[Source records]
──────────
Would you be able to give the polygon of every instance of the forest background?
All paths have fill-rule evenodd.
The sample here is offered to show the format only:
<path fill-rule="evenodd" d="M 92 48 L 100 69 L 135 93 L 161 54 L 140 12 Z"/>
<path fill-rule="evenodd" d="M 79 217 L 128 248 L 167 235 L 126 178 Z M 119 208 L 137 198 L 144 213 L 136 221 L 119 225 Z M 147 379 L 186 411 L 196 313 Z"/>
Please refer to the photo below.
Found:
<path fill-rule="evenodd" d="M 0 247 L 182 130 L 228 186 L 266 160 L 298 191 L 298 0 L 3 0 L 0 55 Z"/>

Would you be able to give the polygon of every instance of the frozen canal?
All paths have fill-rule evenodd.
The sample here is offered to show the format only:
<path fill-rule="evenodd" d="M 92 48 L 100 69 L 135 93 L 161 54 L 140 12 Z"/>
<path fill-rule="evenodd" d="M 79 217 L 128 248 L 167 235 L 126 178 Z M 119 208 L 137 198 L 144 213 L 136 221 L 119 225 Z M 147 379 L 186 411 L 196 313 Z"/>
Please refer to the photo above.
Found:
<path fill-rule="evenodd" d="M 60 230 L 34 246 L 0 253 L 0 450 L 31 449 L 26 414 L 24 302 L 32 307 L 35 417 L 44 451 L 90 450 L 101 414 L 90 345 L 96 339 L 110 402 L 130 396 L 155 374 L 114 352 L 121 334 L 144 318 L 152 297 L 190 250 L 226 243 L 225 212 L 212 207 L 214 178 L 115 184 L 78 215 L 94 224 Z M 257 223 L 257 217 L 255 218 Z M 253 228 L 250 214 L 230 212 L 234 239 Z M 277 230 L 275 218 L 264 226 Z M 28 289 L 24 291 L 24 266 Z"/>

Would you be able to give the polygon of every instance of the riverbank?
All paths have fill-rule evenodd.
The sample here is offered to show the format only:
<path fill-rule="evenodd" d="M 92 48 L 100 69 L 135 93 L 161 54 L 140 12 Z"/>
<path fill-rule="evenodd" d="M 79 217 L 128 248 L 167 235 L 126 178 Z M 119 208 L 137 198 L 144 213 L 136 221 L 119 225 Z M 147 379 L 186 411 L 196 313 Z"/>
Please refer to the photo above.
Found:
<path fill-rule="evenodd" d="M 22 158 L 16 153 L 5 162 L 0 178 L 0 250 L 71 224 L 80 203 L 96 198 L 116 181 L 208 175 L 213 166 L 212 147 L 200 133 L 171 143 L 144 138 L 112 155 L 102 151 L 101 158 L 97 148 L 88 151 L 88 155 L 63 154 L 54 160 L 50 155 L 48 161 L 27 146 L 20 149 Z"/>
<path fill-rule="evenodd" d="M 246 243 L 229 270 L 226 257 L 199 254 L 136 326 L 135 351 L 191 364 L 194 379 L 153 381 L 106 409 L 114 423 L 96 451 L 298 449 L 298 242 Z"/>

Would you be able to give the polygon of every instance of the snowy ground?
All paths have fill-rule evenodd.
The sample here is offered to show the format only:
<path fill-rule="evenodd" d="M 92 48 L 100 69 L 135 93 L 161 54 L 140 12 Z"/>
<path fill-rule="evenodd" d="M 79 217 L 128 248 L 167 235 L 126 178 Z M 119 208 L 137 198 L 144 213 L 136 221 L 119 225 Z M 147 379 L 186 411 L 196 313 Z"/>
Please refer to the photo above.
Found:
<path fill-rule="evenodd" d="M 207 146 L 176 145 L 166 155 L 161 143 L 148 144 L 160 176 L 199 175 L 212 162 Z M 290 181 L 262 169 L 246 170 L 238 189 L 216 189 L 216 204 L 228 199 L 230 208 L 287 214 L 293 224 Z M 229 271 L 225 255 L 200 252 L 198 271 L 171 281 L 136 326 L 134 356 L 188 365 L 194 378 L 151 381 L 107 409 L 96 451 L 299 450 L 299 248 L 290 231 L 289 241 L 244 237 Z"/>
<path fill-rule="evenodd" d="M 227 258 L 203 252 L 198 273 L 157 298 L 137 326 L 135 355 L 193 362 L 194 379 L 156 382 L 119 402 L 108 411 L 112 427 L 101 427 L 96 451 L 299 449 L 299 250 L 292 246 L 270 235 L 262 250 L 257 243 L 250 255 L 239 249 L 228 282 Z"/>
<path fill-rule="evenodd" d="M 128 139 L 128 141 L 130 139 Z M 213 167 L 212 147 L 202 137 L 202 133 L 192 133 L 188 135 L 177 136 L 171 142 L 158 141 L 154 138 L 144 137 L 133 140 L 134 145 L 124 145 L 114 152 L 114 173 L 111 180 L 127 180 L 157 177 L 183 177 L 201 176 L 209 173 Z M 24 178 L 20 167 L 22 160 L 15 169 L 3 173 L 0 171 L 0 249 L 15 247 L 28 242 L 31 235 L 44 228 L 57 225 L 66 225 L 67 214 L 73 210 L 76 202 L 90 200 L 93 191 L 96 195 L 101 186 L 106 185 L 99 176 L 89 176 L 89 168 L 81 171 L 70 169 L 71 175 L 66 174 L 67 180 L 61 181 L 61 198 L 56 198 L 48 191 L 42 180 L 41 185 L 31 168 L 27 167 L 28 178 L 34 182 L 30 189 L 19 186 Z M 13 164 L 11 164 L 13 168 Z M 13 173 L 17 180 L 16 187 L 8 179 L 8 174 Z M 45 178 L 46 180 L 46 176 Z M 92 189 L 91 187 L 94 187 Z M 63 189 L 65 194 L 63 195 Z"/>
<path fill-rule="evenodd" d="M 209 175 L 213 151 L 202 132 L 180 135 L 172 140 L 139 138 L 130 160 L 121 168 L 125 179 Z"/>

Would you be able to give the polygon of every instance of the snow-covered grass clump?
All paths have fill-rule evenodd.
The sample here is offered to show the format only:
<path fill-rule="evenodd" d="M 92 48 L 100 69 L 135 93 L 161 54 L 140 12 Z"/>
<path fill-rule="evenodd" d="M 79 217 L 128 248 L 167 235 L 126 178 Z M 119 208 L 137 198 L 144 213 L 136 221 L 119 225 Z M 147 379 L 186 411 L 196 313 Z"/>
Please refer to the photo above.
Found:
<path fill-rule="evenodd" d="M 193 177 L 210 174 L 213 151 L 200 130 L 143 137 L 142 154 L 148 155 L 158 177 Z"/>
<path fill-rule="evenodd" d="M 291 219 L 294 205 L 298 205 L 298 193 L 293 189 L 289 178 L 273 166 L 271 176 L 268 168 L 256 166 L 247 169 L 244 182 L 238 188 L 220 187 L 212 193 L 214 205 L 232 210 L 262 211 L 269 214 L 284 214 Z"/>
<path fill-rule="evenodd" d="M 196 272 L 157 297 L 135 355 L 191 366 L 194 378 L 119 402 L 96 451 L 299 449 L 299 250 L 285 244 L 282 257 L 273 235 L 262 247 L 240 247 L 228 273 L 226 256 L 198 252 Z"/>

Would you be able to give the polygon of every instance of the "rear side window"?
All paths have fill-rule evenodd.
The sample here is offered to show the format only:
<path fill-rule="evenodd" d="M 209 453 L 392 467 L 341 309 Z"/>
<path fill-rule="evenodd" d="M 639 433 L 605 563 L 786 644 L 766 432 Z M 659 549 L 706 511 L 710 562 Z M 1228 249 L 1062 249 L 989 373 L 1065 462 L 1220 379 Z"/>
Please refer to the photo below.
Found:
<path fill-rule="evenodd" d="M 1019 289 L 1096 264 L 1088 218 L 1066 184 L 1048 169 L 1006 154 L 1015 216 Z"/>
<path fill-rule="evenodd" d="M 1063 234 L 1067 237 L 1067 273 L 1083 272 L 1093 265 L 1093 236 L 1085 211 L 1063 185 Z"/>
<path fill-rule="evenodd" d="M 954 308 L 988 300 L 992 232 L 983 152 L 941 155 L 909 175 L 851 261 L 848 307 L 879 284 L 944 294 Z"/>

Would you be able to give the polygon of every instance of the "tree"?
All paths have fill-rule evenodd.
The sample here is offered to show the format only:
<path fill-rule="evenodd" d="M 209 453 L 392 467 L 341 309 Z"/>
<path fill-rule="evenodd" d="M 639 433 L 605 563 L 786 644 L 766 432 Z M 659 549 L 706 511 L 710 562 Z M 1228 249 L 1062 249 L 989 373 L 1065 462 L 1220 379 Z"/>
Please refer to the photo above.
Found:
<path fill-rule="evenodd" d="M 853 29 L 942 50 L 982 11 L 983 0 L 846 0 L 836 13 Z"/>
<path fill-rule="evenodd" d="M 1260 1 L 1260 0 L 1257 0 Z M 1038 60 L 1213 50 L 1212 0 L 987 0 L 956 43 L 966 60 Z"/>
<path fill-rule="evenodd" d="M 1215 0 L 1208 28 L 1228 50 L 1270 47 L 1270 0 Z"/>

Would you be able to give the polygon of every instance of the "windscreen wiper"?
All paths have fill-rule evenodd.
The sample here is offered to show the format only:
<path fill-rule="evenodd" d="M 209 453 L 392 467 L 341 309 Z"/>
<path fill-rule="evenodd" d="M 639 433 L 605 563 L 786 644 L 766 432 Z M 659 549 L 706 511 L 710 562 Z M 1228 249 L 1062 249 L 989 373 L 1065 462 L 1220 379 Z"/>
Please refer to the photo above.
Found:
──────────
What is needed
Find each line in the items above that contains the word "Would" and copy every such line.

Response to this exercise
Would you be able to give the polygon of every instance of the forest background?
Would you be able to give the polygon of every instance of the frozen canal?
Would you be able to give the polygon of every instance of the riverbank?
Would you be able to give the polygon of every instance of the snowy ground?
Would you be able to give the polygon of every instance of the snow-covered grass clump?
Would you be able to give the polygon of every instance of the "rear side window"?
Would you be able to give the polygon of every instance of the "tree"?
Would you be able to give the polygon of every instance of the "windscreen wiper"?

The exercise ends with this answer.